YOUR INSTRUCTIONS: Return the records exactly as they are.

RECORDS FOR THE TASK:
* * * * * * *
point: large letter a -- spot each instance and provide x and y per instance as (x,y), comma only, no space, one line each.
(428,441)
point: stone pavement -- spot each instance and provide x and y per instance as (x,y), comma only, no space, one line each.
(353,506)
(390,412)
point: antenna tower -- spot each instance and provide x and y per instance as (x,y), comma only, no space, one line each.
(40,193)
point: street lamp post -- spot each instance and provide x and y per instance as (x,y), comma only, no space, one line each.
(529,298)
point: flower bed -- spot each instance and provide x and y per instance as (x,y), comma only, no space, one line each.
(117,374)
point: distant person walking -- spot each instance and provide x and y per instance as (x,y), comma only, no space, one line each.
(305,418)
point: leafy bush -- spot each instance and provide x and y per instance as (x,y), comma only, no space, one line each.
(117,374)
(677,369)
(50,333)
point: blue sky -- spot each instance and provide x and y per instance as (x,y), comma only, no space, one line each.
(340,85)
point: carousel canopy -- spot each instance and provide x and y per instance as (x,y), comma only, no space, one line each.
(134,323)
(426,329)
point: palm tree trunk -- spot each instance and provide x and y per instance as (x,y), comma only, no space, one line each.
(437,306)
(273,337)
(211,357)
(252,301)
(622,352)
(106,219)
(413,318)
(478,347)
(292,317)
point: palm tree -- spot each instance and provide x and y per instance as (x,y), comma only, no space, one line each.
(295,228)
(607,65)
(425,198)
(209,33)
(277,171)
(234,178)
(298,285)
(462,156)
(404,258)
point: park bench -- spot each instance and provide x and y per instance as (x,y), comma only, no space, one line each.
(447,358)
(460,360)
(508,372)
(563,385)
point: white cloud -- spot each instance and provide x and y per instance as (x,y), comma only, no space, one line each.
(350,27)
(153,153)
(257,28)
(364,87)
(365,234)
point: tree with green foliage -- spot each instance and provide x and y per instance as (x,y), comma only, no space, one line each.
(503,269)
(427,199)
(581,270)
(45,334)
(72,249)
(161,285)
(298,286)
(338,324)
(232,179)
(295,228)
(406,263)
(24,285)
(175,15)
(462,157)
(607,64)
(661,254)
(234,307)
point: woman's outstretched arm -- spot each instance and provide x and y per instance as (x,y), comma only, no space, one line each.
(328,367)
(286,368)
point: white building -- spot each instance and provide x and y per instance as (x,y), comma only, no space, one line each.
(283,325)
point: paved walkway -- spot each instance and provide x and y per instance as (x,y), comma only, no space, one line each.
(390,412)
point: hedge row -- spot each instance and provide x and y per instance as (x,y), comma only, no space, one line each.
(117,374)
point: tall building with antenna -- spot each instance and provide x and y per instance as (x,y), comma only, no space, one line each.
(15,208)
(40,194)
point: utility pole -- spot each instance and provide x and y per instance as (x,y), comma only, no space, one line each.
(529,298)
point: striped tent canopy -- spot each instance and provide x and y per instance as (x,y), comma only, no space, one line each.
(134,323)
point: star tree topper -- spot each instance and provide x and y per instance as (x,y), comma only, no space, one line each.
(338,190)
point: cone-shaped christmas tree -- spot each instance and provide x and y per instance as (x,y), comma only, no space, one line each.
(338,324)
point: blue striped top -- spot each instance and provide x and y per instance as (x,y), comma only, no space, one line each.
* * * * * * *
ANSWER TO THE EXERCISE:
point: large letter a -- spot each instance and provide x and y per instance as (x,y), comma only, no space, one line each.
(428,441)
point: stone pavement -- spot each instance and provide x and y per instance as (x,y), comma only, no space, one line each.
(353,506)
(390,412)
point: antenna tower -- spot each instance and provide x and y per instance as (x,y), comma only, no space, one line each.
(40,193)
point: street lamp post -- spot each instance and provide x and y per instance as (x,y), comma only, no space, one line each.
(529,298)
point: flower bed -- spot each instance and provide x and y per instance as (x,y), comma only, no space, one line each.
(117,374)
point: distant person walking -- spot each instance and provide x and y per instance as (x,y), comma only, no space, one line each.
(305,418)
point: leafy bush -- spot each instance and provide x and y per instance as (x,y), comma only, no space, one line each.
(117,374)
(677,369)
(50,333)
point: blue sky -- spot each instance and provide x and y per instance as (x,y), comma only, no space, one line each.
(340,85)
point: carousel canopy -- spot each instance and provide x and y per instance as (x,y), comma only, no space, one line each.
(134,323)
(426,329)
point: palm tree trunk -- spot each instance and provide x and y per instance as (x,y), comma only, no space, one line each.
(437,306)
(273,337)
(211,357)
(252,301)
(622,352)
(106,219)
(413,318)
(478,347)
(292,317)
point: palm tree -- spot each instance and provide x and y per instance as (x,y), comma only, no space, one line each.
(295,228)
(607,65)
(425,198)
(209,33)
(277,171)
(234,178)
(298,285)
(462,156)
(404,258)
point: park bench -- spot each instance and provide x and y per instance as (x,y), comma only, no space, one line each.
(447,358)
(460,360)
(508,372)
(563,385)
point: white cloud -- spot each instance and provide x and y per instance as (x,y), comma only, no space, one line each.
(350,27)
(153,153)
(257,28)
(364,87)
(365,234)
point: tree with green foliage -- spot each instance and provide x and y per instance as (x,y), comma only, no space, one line each.
(503,269)
(427,199)
(581,270)
(45,334)
(72,249)
(161,285)
(298,286)
(338,324)
(232,179)
(295,228)
(406,263)
(24,285)
(175,15)
(462,157)
(607,64)
(661,254)
(234,307)
point: woman's outstretched arm -- spot each instance and provide x and y per instance as (x,y), comma only, no space, one line each.
(328,367)
(286,368)
point: white building -- spot each instance and provide x and y per instance as (x,y), comma only, no space, one line each.
(283,325)
point: paved walkway -- spot each instance and provide x and y per instance as (x,y), comma only, no space, one line each.
(390,412)
point: hedge row -- spot each instance and provide x and y per instance as (x,y), comma only, no space, one line each.
(117,374)
point: tall building with antenna -- spot each instance and provide x and y per instance as (x,y), comma only, no space, one line each.
(15,208)
(40,194)
point: utility pole -- spot each instance and provide x and y per instance as (x,y), comma only, no space, one line each.
(529,298)
point: striped tent canopy -- spot each instance and provide x and y per instance as (x,y), comma only, no space, one line each.
(134,323)
point: star tree topper -- spot each instance and provide x and y per instance as (x,y), comma only, no space, one line each.
(338,190)
point: cone-shaped christmas tree -- spot each instance and provide x and y per instance as (x,y), comma only, no space, one line each.
(338,324)
point: blue striped top -- spot each instance and provide x and y per instance as (x,y), comma only, no space, one line each.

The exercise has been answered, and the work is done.